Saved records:
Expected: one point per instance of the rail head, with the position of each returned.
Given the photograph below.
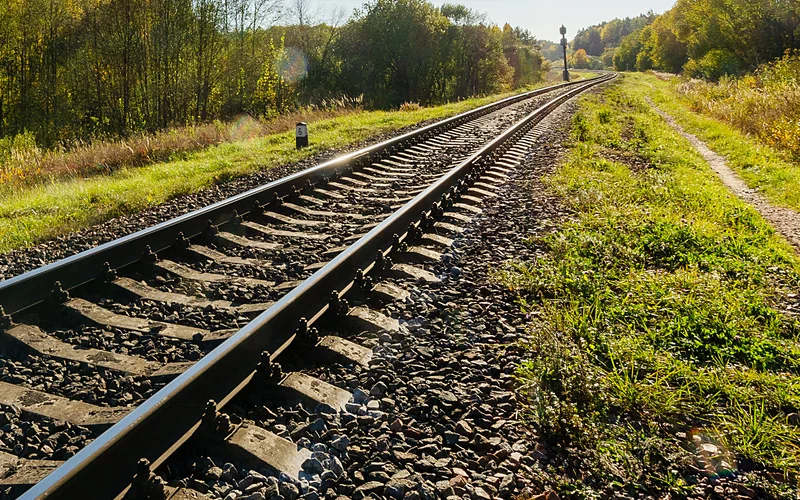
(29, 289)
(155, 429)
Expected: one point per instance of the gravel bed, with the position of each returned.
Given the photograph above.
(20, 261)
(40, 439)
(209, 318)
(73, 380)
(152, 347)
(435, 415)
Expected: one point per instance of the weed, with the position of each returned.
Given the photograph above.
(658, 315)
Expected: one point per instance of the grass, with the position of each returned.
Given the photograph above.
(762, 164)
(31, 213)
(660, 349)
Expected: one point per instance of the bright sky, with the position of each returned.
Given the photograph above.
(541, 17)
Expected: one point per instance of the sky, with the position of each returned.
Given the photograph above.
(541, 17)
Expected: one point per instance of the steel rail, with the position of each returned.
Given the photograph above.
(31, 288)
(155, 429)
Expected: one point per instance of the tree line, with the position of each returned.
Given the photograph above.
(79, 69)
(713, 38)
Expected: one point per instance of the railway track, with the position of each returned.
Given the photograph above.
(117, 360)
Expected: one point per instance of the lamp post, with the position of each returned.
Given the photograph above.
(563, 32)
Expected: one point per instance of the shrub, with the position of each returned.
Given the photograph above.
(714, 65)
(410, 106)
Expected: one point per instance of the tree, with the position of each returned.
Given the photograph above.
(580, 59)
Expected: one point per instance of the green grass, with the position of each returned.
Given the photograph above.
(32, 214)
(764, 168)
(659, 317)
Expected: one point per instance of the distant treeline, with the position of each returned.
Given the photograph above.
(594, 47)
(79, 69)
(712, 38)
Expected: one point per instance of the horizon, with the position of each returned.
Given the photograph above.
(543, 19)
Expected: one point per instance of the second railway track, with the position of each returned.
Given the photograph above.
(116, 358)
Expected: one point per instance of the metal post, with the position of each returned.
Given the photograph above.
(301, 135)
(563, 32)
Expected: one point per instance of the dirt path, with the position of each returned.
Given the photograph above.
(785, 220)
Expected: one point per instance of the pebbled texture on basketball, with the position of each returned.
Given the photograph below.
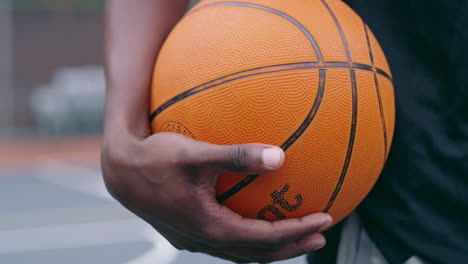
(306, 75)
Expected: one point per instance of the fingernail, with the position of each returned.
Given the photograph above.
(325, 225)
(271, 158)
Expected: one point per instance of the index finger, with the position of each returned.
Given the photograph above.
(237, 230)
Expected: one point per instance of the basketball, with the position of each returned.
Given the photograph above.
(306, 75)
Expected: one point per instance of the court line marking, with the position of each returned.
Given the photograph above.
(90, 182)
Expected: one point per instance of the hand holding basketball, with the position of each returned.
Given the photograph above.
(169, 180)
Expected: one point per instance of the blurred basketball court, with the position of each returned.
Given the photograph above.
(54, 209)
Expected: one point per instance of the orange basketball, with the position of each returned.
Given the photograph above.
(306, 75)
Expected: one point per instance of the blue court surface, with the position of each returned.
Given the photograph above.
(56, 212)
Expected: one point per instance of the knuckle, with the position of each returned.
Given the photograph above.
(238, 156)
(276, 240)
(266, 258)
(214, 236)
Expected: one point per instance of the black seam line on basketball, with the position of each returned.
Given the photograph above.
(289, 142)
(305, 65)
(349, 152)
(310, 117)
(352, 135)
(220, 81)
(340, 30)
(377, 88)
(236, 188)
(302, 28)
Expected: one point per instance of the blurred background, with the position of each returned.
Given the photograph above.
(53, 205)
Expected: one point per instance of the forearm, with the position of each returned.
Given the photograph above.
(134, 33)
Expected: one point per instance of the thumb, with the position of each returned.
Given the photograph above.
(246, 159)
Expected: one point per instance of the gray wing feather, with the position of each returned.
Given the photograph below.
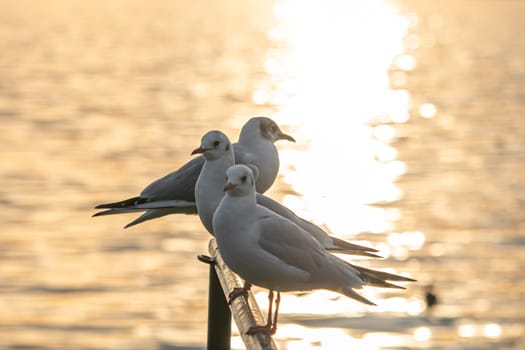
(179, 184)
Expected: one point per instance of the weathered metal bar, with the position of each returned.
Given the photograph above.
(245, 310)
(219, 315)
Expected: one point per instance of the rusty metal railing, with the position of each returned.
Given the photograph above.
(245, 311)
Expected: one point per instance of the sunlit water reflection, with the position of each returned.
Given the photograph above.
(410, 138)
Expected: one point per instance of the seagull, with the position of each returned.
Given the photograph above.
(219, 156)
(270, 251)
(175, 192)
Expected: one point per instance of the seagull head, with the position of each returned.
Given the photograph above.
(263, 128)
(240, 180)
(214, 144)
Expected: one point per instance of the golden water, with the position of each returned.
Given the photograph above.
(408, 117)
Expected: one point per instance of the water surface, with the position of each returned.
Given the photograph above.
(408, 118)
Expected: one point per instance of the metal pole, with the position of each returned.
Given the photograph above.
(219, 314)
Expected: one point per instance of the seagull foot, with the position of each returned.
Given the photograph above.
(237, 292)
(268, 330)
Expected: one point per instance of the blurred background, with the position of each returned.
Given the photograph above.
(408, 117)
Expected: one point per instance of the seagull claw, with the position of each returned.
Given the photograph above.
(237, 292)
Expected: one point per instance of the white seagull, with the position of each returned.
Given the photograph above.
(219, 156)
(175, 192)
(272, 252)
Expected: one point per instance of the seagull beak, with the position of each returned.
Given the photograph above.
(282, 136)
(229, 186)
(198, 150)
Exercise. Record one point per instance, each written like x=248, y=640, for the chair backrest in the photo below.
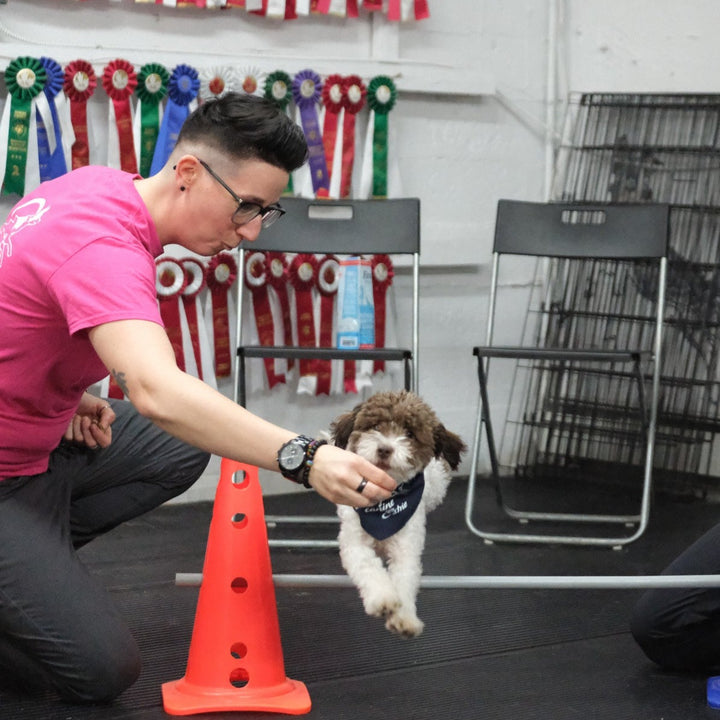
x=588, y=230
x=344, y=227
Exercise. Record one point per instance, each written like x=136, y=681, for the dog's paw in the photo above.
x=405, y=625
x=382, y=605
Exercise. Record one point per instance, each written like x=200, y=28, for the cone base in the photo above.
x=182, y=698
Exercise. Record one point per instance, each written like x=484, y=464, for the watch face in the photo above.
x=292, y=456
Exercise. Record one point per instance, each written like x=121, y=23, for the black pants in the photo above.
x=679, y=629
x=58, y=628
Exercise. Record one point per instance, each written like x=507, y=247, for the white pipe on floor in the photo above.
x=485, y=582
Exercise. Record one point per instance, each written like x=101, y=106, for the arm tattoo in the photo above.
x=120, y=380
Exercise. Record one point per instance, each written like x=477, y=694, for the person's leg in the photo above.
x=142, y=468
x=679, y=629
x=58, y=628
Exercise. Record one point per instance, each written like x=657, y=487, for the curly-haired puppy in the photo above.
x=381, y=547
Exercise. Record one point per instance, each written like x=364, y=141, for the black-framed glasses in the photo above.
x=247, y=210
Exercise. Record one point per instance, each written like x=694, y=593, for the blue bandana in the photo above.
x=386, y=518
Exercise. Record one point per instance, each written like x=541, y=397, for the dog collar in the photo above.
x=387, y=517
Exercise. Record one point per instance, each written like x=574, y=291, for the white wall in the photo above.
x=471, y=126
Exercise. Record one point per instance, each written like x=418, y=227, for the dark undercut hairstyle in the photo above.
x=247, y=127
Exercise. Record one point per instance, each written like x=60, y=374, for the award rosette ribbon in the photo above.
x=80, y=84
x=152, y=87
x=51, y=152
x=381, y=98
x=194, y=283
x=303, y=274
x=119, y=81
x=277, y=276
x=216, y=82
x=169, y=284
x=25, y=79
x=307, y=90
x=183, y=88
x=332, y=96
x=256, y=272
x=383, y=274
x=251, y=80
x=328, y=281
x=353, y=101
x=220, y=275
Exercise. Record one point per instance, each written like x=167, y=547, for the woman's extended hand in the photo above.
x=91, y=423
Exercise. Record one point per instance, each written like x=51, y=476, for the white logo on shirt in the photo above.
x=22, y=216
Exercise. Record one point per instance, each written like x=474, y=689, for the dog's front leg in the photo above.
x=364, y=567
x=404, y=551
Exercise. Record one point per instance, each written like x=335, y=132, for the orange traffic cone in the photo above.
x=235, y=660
==
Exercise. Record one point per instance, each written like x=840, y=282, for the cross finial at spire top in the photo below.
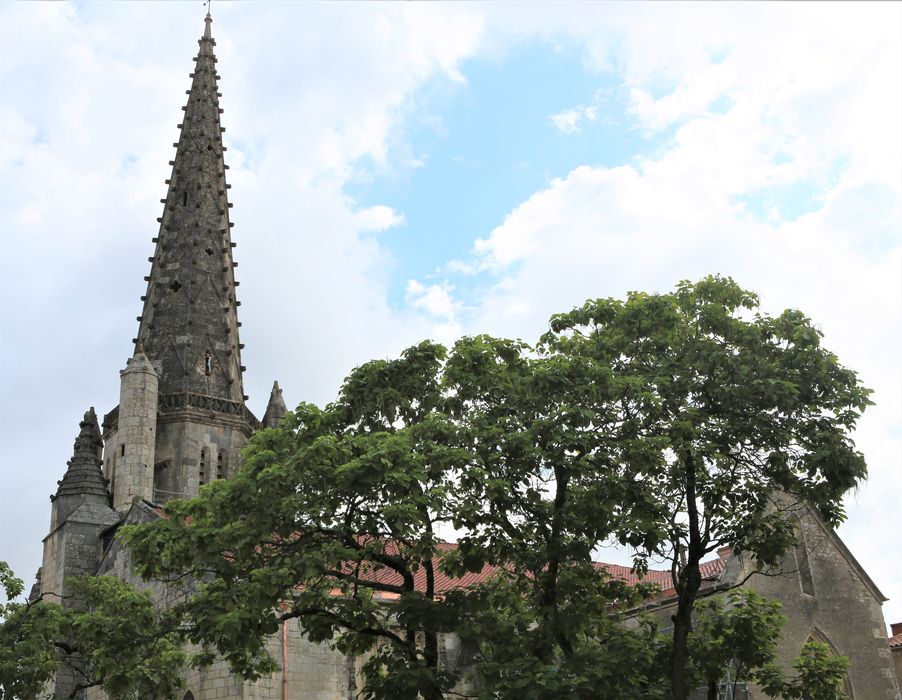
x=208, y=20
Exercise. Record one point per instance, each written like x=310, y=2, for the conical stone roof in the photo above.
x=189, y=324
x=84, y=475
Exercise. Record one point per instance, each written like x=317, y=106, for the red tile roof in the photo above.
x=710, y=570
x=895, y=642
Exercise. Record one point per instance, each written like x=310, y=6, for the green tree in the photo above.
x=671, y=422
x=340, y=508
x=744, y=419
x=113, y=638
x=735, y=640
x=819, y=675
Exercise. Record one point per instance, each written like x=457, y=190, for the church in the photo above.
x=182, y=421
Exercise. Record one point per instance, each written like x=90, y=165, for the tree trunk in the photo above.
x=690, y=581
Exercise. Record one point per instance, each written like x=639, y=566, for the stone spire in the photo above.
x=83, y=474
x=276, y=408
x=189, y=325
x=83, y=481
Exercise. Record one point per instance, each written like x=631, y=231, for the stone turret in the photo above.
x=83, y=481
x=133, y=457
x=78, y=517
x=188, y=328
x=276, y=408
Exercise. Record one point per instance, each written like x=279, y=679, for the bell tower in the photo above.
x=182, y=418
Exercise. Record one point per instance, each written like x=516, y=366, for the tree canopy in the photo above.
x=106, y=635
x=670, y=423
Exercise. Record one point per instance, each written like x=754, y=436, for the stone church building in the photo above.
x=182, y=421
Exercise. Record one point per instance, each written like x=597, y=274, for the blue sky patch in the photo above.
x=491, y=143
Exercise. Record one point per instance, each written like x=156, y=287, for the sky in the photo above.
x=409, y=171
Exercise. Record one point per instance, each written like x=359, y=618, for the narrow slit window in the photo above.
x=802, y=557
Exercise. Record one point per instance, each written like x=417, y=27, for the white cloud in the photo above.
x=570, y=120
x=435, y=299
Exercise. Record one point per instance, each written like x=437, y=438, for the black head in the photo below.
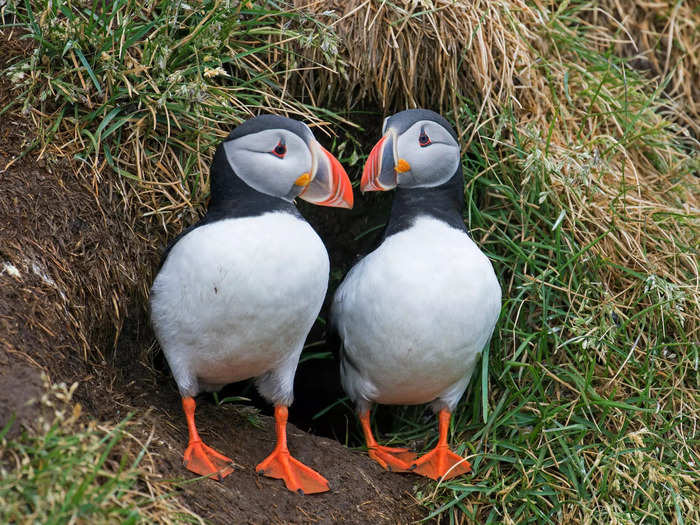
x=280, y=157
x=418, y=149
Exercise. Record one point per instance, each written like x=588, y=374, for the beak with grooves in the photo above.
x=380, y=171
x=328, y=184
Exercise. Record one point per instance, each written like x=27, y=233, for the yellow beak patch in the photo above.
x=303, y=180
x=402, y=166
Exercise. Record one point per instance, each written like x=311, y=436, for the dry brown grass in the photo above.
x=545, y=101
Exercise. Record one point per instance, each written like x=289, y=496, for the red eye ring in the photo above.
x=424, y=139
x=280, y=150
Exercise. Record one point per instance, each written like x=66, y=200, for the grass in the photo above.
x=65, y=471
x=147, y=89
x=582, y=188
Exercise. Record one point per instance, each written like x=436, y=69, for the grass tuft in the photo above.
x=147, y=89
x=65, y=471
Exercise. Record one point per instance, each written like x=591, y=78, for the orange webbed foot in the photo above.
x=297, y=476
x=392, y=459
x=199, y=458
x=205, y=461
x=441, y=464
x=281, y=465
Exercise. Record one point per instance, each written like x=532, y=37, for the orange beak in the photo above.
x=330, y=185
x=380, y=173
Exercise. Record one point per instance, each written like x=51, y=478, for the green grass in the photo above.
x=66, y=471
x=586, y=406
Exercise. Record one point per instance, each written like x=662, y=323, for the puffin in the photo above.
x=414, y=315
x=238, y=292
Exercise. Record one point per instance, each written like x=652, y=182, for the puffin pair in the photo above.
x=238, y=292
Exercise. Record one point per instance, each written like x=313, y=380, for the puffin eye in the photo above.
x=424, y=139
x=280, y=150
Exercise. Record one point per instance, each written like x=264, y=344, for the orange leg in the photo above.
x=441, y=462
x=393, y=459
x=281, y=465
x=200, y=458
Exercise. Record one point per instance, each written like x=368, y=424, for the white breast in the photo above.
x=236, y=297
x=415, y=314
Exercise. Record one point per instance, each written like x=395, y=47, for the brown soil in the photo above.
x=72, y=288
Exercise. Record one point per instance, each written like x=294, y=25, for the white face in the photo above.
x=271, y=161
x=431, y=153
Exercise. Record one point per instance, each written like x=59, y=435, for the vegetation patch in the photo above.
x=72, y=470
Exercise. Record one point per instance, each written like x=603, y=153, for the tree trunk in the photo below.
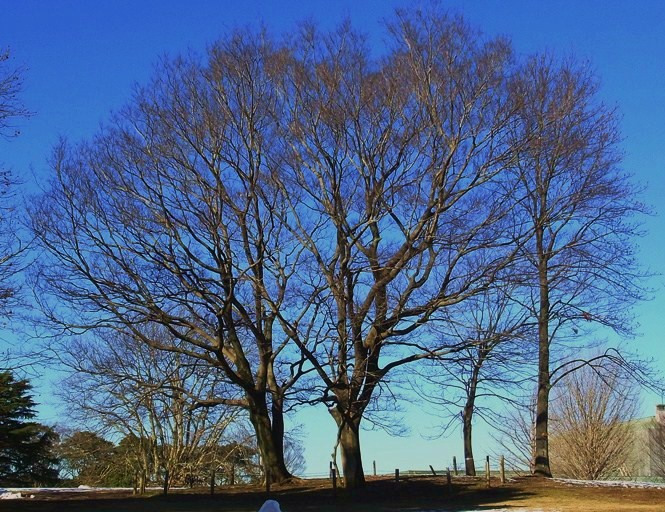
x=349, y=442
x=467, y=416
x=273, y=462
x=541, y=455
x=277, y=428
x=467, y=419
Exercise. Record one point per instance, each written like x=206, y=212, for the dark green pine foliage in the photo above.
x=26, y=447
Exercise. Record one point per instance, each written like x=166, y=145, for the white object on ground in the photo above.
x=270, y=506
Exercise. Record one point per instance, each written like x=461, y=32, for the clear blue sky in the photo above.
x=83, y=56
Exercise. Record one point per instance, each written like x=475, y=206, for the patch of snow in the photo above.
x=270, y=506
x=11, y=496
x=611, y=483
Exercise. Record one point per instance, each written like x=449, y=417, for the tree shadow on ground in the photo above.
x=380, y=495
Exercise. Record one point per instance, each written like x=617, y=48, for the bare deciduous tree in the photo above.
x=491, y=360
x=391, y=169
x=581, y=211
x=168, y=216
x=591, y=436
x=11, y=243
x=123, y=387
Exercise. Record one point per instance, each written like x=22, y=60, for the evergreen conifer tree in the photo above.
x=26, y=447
--
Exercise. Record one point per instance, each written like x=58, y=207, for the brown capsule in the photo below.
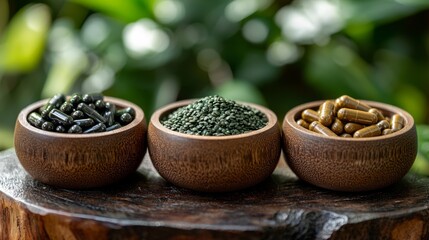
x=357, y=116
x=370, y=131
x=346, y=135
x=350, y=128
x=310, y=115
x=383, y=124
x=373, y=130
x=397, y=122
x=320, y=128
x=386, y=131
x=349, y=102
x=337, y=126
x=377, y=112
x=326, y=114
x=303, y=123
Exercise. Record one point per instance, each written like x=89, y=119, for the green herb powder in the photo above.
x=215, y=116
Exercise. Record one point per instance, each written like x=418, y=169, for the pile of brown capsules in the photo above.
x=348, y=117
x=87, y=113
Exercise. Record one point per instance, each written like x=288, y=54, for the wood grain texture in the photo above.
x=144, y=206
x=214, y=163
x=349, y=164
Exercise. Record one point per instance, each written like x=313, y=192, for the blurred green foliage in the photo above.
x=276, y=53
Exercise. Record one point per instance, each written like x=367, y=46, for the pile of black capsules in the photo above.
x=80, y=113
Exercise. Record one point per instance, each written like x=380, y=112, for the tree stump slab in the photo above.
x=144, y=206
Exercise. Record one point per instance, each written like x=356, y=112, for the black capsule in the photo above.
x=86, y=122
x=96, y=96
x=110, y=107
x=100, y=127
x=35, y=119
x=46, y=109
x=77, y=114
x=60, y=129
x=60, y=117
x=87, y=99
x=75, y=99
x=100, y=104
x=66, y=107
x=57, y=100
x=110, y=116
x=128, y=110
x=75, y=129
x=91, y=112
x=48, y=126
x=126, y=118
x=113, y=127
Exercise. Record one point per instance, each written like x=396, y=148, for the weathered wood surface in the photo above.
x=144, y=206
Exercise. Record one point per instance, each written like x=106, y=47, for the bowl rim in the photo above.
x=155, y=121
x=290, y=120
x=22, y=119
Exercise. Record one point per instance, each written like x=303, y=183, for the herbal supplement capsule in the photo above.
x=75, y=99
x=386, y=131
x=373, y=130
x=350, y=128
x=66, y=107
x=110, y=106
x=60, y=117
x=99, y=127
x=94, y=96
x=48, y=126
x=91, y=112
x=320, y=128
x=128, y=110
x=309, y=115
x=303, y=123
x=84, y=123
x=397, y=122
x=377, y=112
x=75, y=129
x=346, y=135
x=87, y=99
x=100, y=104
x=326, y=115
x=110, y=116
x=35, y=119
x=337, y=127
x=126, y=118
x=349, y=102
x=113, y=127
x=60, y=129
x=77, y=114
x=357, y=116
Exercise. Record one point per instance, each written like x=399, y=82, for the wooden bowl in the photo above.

Aim of the exercise: Can you copy out verbatim the data from the line containing "beak in the photo above." through the line containing "x=72, y=288", with both of those lines included?

Exercise result:
Exercise. Record one point per instance, each written like x=532, y=37, for the orange beak in the photo above.
x=330, y=185
x=380, y=173
Exercise. Record one point per instance, each written like x=51, y=478, for the green grass in the photo above.
x=66, y=471
x=586, y=406
Exercise. Record one point per instance, each written like x=662, y=323, for the puffin in the photo above.
x=414, y=315
x=238, y=292
Exercise. Record one point per instance, each written like x=652, y=182, for the puffin pair in the photo above.
x=238, y=292
Exercise. Record one point per instance, each written like x=313, y=380, for the puffin eye in the photo above.
x=424, y=139
x=280, y=150
Exercise. Record one point per instance, each written like x=264, y=344, for the orange leg in the photo above.
x=441, y=462
x=393, y=459
x=281, y=465
x=200, y=458
Exercise. Record one point per instance, each written like x=368, y=424, for the white breast in the photo above.
x=236, y=297
x=415, y=314
Exercise. Record one point per instance, each written like x=395, y=47, for the brown soil in the photo above.
x=72, y=288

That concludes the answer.